• _Work request a_: Could you reproduce the passage of the court excerpt between "5. The learned" and "of this contention.", inclusive?

• _Text excerpt_:
5. The learned counsel has further submitted that, though, there is no specific prohibition or direction issued upon the respondents in this regard, however, the conduct of the respondents was aimed at frustrating court proceedings and also to take advantage of the dismissal of the Second Appeal by this Court, even though, the said dismissal is conditional in nature. The respondents could have resorted to valid legal procedure, if they are so aggrieved, but as has been submitted, the manner in which they have conducted themselves, would demonstrate the fact that they have no regard for due process of law. In this connection, the case of Celir LLP vs. Sumati Prasad Bafna and Ors, 2024 SCC OnLine SC 3727, para 199 and 200 have been referred in support of this contention.
6. Maintaining that the said violation or rather the said action of the respondents on the suit land is continuing till date, the learned counsel has submitted that the court in contempt proceedings can also resort to restitutive measures at any stage of the proceedings. The authority to back this contention was referred to being the case of Amit Kumar Das, Joint Secretary, Baitanik, A Registered Society v. Shrimati Hutheesingh Tagore Charitable Trust, (2024) 11 SCC 679, para 15, 16 and 17, wherein the Supreme Court citing several judgments have observed that when there is any disobedient and wilful violation of a courts order, the court has a duty to issue appropriate directions for remedying or rectifying the things done in violation and to take restitutive measure at any stage of the proceedings. This is to ensure that the contemnor does not continue to enjoy the benefits of his disobedient by merely suffering the punishment meted out to him. The said principle being reiterated in the case of DDA v. Skipper Construction Co. Ltd also in case of Mohd. Idris vs. Rustam Jehangir Babuji. This Court, therefore, can also apply this principle and pass necessary direction in this instant case.

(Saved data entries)
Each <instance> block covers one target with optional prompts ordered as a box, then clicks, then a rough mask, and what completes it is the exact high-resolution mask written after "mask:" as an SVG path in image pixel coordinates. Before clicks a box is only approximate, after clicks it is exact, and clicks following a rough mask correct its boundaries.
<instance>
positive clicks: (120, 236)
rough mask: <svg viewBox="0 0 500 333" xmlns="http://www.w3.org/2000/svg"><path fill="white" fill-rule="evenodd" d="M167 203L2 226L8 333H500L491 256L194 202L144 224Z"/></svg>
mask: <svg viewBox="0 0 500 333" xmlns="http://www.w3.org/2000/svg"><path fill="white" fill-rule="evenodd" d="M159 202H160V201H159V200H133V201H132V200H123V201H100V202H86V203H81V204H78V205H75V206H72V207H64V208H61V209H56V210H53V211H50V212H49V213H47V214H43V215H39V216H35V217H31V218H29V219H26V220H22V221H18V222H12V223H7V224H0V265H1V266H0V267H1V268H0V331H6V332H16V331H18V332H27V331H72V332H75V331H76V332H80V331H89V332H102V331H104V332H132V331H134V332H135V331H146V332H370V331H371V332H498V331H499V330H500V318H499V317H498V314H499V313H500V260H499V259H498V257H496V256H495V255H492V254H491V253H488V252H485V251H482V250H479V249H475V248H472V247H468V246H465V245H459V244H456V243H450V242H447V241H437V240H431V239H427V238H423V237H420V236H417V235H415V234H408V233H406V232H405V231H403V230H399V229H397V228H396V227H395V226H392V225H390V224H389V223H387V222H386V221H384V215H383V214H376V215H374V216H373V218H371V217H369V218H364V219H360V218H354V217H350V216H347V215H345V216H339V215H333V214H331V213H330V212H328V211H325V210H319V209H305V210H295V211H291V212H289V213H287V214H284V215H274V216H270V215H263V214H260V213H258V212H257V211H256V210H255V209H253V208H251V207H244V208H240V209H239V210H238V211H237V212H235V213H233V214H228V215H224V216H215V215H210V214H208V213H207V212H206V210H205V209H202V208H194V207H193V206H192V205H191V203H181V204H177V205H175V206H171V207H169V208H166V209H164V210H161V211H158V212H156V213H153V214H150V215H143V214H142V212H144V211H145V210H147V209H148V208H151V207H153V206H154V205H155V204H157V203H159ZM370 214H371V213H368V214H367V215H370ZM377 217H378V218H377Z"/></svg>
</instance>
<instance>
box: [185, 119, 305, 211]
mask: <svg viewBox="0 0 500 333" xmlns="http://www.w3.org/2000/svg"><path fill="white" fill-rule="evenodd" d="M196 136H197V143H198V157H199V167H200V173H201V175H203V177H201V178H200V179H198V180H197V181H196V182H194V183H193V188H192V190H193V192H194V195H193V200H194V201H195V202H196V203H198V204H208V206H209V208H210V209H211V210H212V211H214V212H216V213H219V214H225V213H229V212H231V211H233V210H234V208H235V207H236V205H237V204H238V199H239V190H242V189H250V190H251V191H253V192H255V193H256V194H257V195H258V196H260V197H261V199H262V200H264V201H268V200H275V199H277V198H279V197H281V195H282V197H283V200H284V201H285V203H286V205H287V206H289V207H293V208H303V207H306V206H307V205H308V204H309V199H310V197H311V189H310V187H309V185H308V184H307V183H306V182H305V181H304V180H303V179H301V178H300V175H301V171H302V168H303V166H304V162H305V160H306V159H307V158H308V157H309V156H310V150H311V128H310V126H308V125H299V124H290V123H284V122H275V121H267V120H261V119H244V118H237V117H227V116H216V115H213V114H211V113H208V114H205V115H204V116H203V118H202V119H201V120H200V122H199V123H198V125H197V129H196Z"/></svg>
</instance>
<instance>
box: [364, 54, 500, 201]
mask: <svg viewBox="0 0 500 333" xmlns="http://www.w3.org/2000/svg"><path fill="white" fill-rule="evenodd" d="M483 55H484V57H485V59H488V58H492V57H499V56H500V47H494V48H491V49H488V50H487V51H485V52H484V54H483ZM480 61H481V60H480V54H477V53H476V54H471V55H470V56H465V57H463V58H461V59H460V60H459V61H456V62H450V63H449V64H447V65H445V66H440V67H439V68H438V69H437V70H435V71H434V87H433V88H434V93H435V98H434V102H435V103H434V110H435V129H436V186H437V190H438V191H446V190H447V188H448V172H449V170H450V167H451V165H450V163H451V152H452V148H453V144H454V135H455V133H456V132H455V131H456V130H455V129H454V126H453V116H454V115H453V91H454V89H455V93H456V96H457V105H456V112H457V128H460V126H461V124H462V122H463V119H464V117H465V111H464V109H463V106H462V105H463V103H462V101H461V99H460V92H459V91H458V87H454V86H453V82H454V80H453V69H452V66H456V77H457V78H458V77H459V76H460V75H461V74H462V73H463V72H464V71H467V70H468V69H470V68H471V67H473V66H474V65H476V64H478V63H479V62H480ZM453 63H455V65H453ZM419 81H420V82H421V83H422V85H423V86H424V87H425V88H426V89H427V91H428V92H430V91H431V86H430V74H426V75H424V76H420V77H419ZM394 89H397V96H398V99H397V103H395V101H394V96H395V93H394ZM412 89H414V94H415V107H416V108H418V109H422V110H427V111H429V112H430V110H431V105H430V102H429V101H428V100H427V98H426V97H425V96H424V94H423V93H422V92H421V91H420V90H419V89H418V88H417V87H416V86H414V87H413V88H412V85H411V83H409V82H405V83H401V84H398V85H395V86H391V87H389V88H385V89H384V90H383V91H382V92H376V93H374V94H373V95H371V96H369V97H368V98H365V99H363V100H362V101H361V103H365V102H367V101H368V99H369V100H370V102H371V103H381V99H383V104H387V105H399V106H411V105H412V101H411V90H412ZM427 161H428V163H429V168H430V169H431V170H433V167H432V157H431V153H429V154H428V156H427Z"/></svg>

• _Work request b_: Can you edit the saved data entries from their first line through the line holding "rough mask: <svg", inclusive, so that "rough mask" becomes "coarse mask" and nothing else changes, returning only those lines?

• _Exercise response a_:
5. The learned counsel has further submitted that, though, there is no specific prohibition or direction issued upon the respondents in this regard, however, the conduct of the respondents was aimed at frustrating court proceedings and also to take advantage of the dismissal of the Second Appeal by this Court, even though, the said dismissal is conditional in nature. The respondents could have resorted to valid legal procedure, if they are so aggrieved, but as has been submitted, the manner in which they have conducted themselves, would demonstrate the fact that they have no regard for due process of law. In this connection, the case of Celir LLP vs. Sumati Prasad Bafna and Ors, 2024 SCC OnLine SC 3727, para 199 and 200 have been referred in support of this contention.

• _Exercise response b_:
Each <instance> block covers one target with optional prompts ordered as a box, then clicks, then a coarse mask, and what completes it is the exact high-resolution mask written after "mask:" as an SVG path in image pixel coordinates. Before clicks a box is only approximate, after clicks it is exact, and clicks following a coarse mask correct its boundaries.
<instance>
positive clicks: (120, 236)
coarse mask: <svg viewBox="0 0 500 333" xmlns="http://www.w3.org/2000/svg"><path fill="white" fill-rule="evenodd" d="M167 203L2 226L8 333H500L491 256L194 202L144 224Z"/></svg>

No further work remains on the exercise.